Output the material exactly, with every line intact.

**Data excerpts**
--- START ---

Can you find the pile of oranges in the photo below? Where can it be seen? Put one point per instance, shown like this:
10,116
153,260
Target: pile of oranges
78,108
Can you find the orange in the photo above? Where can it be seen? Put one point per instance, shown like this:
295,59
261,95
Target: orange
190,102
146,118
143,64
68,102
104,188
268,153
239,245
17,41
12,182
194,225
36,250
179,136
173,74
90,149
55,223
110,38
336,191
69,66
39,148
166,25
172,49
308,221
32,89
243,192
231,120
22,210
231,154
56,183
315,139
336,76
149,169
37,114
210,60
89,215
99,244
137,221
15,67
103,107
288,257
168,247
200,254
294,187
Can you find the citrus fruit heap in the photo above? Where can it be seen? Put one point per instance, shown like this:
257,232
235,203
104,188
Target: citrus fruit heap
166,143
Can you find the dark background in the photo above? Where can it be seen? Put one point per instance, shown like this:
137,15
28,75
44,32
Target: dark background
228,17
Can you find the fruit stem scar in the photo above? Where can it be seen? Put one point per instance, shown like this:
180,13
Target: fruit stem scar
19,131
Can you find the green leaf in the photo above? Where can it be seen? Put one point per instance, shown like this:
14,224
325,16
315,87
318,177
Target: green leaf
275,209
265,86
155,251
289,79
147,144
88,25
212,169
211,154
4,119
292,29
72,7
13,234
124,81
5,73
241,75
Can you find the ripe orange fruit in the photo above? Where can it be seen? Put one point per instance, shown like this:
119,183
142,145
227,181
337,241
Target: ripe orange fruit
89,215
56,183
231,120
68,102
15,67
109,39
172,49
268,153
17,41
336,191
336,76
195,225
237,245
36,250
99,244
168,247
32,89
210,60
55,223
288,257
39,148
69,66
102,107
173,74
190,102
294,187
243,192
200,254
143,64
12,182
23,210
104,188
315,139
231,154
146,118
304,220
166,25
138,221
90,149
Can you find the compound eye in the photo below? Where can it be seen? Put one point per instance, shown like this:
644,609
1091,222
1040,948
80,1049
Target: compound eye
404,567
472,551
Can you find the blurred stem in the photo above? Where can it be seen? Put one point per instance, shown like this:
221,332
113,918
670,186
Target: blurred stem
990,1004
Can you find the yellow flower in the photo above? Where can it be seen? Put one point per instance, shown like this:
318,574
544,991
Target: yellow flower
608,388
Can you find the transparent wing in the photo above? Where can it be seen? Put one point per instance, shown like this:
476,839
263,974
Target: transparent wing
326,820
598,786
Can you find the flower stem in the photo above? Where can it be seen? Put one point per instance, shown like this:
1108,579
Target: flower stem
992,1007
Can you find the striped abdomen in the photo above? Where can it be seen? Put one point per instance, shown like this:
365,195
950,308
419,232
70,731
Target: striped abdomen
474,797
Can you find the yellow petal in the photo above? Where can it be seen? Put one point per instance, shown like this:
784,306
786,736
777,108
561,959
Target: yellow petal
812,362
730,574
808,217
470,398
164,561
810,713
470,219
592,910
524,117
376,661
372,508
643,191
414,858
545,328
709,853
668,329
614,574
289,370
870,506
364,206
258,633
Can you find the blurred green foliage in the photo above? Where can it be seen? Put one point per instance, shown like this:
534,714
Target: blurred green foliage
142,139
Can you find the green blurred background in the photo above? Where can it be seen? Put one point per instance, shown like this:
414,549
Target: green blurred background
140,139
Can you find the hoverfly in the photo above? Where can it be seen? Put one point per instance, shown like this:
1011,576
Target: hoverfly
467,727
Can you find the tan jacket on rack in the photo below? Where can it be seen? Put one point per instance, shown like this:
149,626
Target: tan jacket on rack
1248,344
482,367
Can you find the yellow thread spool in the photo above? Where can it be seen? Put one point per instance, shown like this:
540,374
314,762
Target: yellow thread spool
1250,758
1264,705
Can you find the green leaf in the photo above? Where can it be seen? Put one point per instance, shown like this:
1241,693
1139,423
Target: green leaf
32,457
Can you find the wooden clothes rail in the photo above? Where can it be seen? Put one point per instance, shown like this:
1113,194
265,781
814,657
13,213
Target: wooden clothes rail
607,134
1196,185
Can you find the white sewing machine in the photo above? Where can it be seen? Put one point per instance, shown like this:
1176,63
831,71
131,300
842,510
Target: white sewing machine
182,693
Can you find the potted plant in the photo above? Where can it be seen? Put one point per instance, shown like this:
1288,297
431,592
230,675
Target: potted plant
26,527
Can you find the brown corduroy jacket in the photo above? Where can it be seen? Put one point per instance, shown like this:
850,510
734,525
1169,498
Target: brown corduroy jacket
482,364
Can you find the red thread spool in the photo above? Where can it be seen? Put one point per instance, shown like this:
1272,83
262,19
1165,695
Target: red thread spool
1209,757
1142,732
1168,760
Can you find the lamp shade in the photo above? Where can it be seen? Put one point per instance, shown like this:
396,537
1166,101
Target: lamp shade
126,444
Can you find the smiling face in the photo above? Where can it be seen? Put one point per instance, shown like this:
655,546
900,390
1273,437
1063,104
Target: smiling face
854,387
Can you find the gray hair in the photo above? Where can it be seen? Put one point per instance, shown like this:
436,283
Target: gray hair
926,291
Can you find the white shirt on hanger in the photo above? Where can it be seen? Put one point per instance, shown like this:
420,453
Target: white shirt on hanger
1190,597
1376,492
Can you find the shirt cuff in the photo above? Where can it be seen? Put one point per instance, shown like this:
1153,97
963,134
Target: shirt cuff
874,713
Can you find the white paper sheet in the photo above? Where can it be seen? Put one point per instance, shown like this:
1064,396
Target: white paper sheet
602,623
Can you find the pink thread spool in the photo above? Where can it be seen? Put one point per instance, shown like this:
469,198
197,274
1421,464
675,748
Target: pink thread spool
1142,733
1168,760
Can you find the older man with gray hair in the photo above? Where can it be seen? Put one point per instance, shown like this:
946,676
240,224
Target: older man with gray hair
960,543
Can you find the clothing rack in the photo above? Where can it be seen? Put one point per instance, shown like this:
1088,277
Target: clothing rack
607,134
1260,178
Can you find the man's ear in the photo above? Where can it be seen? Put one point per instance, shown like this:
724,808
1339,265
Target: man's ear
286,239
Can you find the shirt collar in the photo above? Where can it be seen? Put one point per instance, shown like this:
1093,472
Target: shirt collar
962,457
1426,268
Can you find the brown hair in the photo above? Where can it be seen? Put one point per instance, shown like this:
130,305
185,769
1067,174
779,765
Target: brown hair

--- END ---

**Output for this task**
Can you find the pile of oranges in the photo below? Where can it be seen? Put one point per instance, shown like this:
10,116
153,260
Target: pile of oranges
78,108
Can you find the orange in the photo above? Where can it be seen? Put one point per instance, shown like this:
295,59
261,95
Target: orange
190,102
146,118
143,64
68,102
104,188
268,153
239,245
17,41
12,182
194,225
36,250
179,136
173,74
90,149
55,223
110,38
336,191
69,66
39,148
166,25
172,49
308,221
32,89
243,192
231,120
22,210
231,154
56,183
315,139
336,76
149,169
37,114
210,60
89,215
99,244
137,221
15,67
103,107
288,257
168,247
200,254
294,187
Can you find the citrus fruit heap in the photo above? Where can it be seen? Put one point per instance, shown like this:
257,232
235,203
104,188
Target: citrus fruit heap
166,143
Can you find the dark background in the photo above? Where can it be seen? Put one point per instance, shown like this:
137,15
28,75
44,32
Target: dark background
228,17
Can you find the fruit stem scar in the photo above? Where can it be seen? Put one point per instance, shown like this:
180,13
Target: fruit stem scar
19,131
Can you find the green leaf in the photo above? Where can it be seen? Put one point per instance, shown like this:
14,224
325,16
315,87
318,177
Target: green leaf
275,209
265,86
155,251
289,79
147,144
88,25
212,169
211,154
4,119
292,29
72,7
13,234
124,81
5,73
241,75
Can you find the ripe orange fruit in the photo above? Where can it be seen? Put one point per instance, shown like this:
119,183
142,145
227,181
337,241
Target: ripe orange fruit
89,215
56,183
231,120
68,102
15,67
109,39
172,49
268,153
17,41
336,191
336,76
195,225
237,245
36,250
99,244
168,247
32,89
210,60
55,223
288,257
39,148
69,66
102,107
173,74
190,102
294,187
243,192
200,254
143,64
12,182
23,210
104,188
315,139
231,154
146,118
304,220
166,25
138,221
90,149
Can you find the compound eye in the photo below? Where can it be seen? Put one point per instance, shown like this:
644,609
1091,222
1040,948
80,1049
Target: compound eye
404,567
472,551
Can you find the blurred stem in the photo above? Where can it be seen? Put one point per instance, shown like this:
221,332
113,918
670,186
Target: blurred stem
990,1004
Can you find the yellow flower in the photo above? Where can it be seen? Put one point per instance, shown like this:
318,574
544,991
Target: yellow flower
608,388
Can you find the transparent wing in the photo above? Where can it be seen? Put one point per instance, shown like this:
476,839
263,974
Target: transparent wing
326,820
598,786
Can you find the flower stem in the photo above? Where can it be seen? Put one point per instance, shown like this:
1108,579
Target: flower stem
992,1007
Can you find the striped abdomen in the photo above? Where can it be seen? Put one point per instance, shown like this:
365,195
950,308
419,232
70,731
Target: striped abdomen
474,797
Can you find the yellow petal in the photo above? Where can it be seen? Put one point per instance, shown like this:
784,306
786,736
777,108
561,959
Target: yellow petal
812,362
730,574
808,217
470,398
164,561
810,713
470,219
592,910
524,117
376,661
372,508
643,191
414,858
545,328
709,853
668,329
614,574
289,370
870,506
364,206
258,633
Can you find the blurred green foliage in the photo above? Where can it be seen? Put one point per instance, shown like this:
534,714
Target: blurred green foliage
142,139
Can you find the green blurred background in the photo above? Where can it be seen? Put one point per instance, shown like this:
414,549
Target: green blurred background
140,139
Can you find the hoverfly in the photo above? Where can it be seen? Put one point per instance, shown like this:
1011,576
Target: hoverfly
467,727
Can you find the tan jacket on rack in the photo below? Where can it be seen? Put one point per instance, shown like this:
149,626
Target: tan jacket on rack
1248,344
482,367
Can you find the yellow thread spool in the photo above? Where can it be seen? Put one point per instance, shown like this:
540,374
314,762
Target: yellow thread spool
1250,758
1264,705
Can you find the green leaf in the photo above? Where can it be seen? Put one point per instance, shown like this:
1241,693
1139,423
Target: green leaf
32,457
Can you find the wooden clothes rail in the photo above? Where can it be seen? Put one point per instance, shown like this:
1113,194
265,781
814,657
13,213
Target: wooden clothes rail
607,134
1196,185
Can you find the white sewing machine in the photo above? Where can it be seen? Put one point per instance, shown like this:
1176,63
831,71
131,300
842,510
Target: white sewing machine
182,693
Can you find the potted plant in the photo above? Where can it be seen? Put one point per instance, shown like this:
1288,297
431,592
230,675
Target: potted plant
26,527
Can you find the brown corduroy jacket in the photo above? Where can it be seen? Put one point per instance, shown like this:
850,510
734,525
1169,498
Target: brown corduroy jacket
482,364
Can you find the red thread spool in the photo above? Where can it be seen? Put one point per instance, shown like this:
1272,83
262,19
1165,695
Target: red thread spool
1209,757
1142,732
1168,760
Can you find the lamp shade in the photo above? Where can it be seen? Put one point per instance, shown like this:
396,537
1166,101
Target: lamp shade
126,444
Can you find the smiling face in the photo above? Where can it be seen? Put one point per instance, shown like this:
655,546
900,390
1273,437
1063,104
Target: smiling face
854,387
Can you find the gray hair in the photo above? Where can it be seen? Put one point per instance, shown like this:
436,283
Target: gray hair
926,291
Can you find the white shirt on hanger in the photo above? Where can it be seen? Put one point per instance, shown like this:
420,453
Target: white shirt on hanger
1190,597
1376,492
Can you find the shirt cuff in the photo above? Where can it be seen? Put one point per instance, shown like this:
1153,97
963,134
Target: shirt cuff
874,713
Can you find the white paper sheet in the photo above? Where can it be seen? Put one point per instance, shown like this:
1064,396
Target: white paper sheet
602,623
Can you find the pink thread spool in the photo above? Where can it be seen? Put one point per instance, shown like this:
469,198
197,274
1421,464
675,748
Target: pink thread spool
1142,733
1168,760
Can you find the older man with gray hair in the photo above? Where can it be seen? Put one point per instance, shown like this:
946,676
240,224
Target: older man with gray hair
960,543
Can you find the clothing rack in the photo above? Where can it be seen? Put one point per instance, shown like this:
1088,277
Target: clothing rack
607,134
1260,178
Can you find the man's ear in the photo above? Where can it be seen? Put one point per instance, shown like this:
724,808
1339,265
Target: man's ear
286,239
Can you find the shirt collar in the photo above? Where can it be seen? Put one point per instance, shown like this:
1093,472
Target: shirt collar
962,457
1426,268
Can you find the brown hair in the photo above? Where can it be seen? Put one point per instance, shown like this:
130,305
185,769
1067,174
779,765
Target: brown hair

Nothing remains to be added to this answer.